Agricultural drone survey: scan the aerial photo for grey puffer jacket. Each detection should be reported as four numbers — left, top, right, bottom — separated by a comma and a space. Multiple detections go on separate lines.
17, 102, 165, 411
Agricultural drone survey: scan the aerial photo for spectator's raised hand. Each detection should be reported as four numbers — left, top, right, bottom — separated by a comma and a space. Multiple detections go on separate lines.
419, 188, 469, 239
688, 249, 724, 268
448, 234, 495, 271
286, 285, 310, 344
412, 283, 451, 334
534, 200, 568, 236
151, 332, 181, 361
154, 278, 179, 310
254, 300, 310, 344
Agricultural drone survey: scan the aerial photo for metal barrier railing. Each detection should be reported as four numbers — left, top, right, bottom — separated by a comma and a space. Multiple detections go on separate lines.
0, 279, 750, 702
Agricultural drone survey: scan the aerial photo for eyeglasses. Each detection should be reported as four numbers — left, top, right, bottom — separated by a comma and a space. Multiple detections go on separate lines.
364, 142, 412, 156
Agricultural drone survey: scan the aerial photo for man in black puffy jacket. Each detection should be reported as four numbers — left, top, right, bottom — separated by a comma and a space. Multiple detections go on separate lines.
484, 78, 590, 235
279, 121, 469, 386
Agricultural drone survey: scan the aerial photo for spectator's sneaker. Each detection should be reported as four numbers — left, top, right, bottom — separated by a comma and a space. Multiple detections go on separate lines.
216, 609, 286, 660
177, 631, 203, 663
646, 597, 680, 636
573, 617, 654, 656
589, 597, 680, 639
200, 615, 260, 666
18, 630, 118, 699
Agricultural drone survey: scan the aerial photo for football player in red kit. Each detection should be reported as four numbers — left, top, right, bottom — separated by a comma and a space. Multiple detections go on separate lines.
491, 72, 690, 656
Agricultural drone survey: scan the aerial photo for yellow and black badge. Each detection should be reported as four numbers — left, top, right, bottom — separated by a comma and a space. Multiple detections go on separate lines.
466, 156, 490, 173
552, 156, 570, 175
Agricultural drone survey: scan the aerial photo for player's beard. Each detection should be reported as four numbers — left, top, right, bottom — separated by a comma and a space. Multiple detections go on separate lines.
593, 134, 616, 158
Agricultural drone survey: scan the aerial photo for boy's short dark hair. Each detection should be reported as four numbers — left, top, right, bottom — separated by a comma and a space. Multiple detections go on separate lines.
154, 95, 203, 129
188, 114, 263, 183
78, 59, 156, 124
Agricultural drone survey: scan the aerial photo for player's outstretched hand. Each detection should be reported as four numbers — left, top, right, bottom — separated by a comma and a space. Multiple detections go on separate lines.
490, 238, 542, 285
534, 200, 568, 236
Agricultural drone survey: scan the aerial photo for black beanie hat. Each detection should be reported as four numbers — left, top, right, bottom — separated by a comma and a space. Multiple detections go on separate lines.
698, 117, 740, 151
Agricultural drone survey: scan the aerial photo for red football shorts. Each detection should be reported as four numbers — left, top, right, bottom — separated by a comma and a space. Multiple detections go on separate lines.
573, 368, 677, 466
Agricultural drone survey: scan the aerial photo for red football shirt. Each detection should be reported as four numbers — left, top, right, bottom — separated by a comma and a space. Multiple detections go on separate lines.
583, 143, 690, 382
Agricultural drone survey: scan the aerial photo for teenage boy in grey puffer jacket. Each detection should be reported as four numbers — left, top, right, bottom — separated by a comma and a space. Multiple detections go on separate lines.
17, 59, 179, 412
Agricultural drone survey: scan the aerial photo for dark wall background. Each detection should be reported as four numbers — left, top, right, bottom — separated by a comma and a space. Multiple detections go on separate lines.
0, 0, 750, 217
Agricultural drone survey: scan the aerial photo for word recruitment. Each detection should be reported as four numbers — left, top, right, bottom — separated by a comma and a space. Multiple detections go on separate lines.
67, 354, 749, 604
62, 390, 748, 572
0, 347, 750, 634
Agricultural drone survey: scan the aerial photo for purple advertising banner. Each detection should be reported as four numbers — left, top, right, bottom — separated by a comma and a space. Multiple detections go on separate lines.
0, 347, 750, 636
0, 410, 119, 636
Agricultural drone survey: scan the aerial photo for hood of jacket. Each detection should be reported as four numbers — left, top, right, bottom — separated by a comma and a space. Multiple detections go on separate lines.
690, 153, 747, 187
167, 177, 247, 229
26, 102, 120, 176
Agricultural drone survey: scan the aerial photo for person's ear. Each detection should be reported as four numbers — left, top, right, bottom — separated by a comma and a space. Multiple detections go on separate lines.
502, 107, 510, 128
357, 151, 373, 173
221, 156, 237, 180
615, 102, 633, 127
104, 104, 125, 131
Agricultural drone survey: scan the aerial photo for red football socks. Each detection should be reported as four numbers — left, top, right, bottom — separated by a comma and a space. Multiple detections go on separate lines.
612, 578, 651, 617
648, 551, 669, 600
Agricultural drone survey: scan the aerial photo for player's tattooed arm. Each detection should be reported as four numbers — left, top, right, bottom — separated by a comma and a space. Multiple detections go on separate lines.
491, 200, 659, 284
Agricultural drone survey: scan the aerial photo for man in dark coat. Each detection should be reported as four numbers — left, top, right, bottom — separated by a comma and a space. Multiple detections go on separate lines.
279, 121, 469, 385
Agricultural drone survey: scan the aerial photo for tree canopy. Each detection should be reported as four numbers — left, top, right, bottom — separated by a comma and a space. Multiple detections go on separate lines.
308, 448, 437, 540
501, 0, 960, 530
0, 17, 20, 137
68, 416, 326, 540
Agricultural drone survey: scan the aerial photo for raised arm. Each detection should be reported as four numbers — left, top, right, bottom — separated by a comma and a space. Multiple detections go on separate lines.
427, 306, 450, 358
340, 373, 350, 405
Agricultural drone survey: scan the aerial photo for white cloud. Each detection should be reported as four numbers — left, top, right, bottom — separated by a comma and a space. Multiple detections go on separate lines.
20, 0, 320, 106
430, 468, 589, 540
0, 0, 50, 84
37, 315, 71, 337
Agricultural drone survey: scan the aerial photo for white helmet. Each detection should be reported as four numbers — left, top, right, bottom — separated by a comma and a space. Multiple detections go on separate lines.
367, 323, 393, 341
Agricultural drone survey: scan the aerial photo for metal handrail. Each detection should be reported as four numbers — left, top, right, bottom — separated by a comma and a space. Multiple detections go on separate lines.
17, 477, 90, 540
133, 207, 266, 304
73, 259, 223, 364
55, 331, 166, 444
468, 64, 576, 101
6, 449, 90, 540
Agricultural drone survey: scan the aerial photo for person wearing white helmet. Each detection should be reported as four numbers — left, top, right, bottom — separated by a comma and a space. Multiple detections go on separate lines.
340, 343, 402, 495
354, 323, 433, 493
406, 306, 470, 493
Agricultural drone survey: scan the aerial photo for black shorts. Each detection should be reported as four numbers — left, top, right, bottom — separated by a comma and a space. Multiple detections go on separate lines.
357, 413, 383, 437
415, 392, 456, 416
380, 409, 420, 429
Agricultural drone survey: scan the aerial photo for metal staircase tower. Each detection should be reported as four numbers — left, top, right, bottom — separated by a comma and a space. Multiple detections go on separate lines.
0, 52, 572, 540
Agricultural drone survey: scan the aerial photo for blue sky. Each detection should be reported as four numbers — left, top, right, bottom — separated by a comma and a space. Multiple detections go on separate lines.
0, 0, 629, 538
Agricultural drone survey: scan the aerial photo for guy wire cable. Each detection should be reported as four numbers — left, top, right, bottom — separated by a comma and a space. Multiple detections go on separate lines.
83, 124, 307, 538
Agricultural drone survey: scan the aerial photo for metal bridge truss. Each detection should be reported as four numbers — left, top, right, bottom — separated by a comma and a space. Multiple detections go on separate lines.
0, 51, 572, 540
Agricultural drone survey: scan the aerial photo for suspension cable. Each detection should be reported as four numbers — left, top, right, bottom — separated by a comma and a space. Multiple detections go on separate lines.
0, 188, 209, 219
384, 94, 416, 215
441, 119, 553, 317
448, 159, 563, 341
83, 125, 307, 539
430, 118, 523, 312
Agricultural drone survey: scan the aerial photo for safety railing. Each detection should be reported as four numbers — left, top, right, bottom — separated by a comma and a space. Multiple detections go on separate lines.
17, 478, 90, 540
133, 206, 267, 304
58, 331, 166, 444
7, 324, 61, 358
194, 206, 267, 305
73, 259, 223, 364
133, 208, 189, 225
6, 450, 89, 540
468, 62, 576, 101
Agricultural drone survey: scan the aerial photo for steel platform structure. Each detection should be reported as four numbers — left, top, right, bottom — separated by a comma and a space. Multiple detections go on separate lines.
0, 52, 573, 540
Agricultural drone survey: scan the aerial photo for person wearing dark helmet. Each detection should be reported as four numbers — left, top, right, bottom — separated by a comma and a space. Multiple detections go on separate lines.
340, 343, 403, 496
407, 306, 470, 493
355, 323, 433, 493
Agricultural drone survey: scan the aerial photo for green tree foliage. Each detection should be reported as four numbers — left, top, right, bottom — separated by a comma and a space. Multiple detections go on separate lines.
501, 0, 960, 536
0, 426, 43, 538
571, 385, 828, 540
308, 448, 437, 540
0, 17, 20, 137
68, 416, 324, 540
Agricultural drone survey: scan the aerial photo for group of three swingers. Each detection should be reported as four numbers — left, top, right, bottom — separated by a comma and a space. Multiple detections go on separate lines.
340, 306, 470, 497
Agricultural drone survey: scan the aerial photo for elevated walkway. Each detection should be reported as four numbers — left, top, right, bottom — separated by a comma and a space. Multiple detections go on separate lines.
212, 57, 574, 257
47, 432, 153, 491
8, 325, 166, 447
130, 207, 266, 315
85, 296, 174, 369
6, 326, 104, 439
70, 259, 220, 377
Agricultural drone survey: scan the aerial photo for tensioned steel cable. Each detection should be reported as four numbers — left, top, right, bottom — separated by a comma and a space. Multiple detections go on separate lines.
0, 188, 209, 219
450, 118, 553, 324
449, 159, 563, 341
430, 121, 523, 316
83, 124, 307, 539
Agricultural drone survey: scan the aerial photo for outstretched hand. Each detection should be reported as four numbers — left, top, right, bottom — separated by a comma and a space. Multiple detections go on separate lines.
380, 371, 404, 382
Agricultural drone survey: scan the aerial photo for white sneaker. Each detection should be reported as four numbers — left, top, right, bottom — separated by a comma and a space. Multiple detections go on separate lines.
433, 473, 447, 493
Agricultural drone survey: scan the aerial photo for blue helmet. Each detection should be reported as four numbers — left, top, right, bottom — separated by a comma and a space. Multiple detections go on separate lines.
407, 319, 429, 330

[Exercise description]
Reproduce the material above word for word, from its first line through the line containing "491, 72, 690, 656", including both of those lines.

[Response to the task]
Agricultural drone survey: scan the aerial photo for grey puffer jacket. Each detection should be reported as four numbers — left, top, right, bottom — separated by a comma and a space. Multiple detections go on separate lines.
17, 102, 165, 411
Agricultural drone survey: scan the aerial photo for spectator's raised hand. Each detection should be reported as four numbers — left, top, right, bottom — separated by a comma and a space. Multiple detections go on separate lines.
419, 188, 469, 239
688, 249, 724, 268
448, 234, 495, 271
286, 285, 310, 344
412, 283, 451, 334
534, 200, 568, 236
151, 332, 181, 361
154, 278, 179, 310
254, 300, 310, 344
Agricultural drone survey: scan the aerial photo for metal barrier railing. Each detection should be reported as four numbers — left, top, right, bottom — separated by a comma and a space. Multiple detections go on separate lines.
0, 279, 750, 702
Agricultural drone survey: scan the aerial photo for eyeglasses. Each detection should be reported as four numbers — left, top, right, bottom — separated by a comma and a space. Multiple detections go on separate lines.
364, 142, 412, 156
Agricultural drone survey: scan the aerial photo for man in black puffy jacket. Each detection should be reported as four numbers — left, top, right, bottom — separated by a comma and a space. Multiple detections go on separate lines.
484, 78, 590, 235
279, 121, 469, 386
Agricultural drone survey: scan the aerial photo for spectator's sneaker. Each detection should be reported as four numbers — left, top, right, bottom — separated by a comma and a space. Multiple detections go on separate lines.
216, 609, 286, 660
177, 631, 203, 663
646, 597, 680, 636
573, 617, 654, 656
589, 597, 680, 639
200, 615, 260, 666
18, 630, 118, 699
Agricultural drone survey: scan the aerial photo for football player in red kit. Each detection should be reported as four numbers — left, top, right, bottom — separated by a comma and a space. Multiple detections go on separate lines.
491, 72, 690, 656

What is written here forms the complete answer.